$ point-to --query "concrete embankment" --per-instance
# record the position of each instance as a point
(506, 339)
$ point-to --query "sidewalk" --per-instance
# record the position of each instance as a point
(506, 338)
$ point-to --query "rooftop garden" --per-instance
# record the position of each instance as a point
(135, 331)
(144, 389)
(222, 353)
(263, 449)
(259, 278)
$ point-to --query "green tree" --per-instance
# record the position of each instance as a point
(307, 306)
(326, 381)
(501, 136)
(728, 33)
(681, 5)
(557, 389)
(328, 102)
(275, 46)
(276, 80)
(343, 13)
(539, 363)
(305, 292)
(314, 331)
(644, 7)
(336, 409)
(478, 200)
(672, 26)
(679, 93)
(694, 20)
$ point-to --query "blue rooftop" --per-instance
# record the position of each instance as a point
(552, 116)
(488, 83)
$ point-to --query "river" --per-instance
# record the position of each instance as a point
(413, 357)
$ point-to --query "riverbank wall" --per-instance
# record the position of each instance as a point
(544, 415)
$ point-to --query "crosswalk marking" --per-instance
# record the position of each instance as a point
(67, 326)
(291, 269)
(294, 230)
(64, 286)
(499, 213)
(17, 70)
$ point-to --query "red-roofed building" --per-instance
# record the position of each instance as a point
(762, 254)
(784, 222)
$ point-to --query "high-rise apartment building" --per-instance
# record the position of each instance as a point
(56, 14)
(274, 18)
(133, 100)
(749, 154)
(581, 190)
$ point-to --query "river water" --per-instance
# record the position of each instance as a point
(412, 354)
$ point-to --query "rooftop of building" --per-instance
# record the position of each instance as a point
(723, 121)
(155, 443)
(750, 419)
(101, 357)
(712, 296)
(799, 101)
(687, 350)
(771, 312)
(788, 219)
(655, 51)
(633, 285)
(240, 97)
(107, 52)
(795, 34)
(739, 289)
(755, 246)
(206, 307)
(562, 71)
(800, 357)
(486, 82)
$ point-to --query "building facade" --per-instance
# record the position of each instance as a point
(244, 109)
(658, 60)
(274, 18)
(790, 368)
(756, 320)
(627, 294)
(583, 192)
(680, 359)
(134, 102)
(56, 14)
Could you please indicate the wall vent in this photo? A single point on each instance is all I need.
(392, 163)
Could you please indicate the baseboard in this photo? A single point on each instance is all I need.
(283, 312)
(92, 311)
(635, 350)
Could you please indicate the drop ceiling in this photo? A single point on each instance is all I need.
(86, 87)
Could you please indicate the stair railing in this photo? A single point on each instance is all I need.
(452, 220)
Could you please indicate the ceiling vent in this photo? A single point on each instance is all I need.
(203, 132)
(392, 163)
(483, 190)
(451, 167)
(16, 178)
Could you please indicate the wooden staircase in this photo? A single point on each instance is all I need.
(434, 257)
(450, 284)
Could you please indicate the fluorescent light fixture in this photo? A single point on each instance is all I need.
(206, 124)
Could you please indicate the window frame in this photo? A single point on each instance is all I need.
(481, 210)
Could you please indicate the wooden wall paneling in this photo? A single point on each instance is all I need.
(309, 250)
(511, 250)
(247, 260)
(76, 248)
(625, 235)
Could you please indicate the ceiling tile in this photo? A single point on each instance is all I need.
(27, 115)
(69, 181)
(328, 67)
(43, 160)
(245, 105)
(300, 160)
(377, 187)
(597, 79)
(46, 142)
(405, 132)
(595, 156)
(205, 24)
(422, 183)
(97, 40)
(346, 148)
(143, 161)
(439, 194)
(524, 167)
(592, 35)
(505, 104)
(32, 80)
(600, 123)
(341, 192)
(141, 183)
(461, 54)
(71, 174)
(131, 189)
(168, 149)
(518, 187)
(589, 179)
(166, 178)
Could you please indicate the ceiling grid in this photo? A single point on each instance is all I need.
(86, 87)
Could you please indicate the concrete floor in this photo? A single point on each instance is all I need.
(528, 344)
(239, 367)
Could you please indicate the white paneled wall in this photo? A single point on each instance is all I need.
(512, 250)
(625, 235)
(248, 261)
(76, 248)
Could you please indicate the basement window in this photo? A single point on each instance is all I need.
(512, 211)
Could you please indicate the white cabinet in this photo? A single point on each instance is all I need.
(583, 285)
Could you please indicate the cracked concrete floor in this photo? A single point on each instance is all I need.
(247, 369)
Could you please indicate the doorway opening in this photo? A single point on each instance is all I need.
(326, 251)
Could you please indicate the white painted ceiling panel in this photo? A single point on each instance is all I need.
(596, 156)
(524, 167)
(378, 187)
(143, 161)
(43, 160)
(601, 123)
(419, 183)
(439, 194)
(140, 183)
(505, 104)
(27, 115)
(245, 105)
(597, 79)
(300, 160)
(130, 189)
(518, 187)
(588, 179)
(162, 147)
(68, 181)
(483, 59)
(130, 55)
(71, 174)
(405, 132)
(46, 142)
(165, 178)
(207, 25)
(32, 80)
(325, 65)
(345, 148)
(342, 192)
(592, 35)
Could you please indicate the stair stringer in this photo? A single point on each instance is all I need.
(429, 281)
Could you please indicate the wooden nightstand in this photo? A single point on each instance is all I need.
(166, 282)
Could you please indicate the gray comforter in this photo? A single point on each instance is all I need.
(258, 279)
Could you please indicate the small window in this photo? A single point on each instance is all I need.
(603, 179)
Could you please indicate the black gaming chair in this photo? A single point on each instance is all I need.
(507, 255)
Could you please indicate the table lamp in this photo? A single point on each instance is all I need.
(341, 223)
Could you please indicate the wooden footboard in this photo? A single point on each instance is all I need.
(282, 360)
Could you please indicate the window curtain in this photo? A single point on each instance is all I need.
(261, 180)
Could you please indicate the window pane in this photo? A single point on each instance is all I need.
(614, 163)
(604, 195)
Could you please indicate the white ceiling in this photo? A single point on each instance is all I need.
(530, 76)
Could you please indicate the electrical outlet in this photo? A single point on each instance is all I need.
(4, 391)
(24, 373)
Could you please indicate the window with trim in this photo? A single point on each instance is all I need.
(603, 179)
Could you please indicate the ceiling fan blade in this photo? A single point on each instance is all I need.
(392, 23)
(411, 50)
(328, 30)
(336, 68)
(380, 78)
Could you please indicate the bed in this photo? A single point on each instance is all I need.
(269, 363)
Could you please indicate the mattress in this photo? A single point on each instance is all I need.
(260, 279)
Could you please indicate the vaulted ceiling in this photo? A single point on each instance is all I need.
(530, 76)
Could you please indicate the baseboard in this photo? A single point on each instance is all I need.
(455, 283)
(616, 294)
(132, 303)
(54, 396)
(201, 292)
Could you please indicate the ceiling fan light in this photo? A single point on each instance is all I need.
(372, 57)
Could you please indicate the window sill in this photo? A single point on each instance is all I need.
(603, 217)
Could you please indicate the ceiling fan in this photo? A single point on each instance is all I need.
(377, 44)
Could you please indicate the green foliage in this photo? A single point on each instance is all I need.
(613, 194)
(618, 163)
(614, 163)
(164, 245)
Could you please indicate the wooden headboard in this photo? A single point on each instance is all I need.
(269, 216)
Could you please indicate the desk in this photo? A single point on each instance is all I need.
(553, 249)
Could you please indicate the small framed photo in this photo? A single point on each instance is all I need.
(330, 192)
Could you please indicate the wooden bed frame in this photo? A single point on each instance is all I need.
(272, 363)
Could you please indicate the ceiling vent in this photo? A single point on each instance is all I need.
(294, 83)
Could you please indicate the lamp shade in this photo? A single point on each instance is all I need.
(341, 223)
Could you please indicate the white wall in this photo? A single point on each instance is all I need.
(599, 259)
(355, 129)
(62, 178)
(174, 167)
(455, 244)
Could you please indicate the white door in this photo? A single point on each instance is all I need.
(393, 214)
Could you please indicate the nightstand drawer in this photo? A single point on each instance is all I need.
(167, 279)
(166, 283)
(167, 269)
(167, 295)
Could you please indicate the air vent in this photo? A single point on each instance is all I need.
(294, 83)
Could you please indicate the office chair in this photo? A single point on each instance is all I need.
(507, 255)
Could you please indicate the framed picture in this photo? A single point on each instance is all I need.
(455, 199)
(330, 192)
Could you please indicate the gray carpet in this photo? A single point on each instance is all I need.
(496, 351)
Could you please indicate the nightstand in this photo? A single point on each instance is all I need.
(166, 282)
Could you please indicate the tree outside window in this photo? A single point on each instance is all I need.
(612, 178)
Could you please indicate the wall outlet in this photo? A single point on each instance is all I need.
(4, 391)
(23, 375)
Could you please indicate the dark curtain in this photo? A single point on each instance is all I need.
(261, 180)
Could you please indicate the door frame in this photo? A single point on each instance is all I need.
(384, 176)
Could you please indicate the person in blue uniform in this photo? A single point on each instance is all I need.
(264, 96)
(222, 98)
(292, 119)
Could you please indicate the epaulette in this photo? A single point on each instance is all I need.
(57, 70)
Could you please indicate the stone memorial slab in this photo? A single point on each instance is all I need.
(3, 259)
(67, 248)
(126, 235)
-=-=-=-=-
→ **About this task**: Where a line of the records above holds the word "rooftop", count it; give the total as a single number and nothing else.

→ **Answer**: 3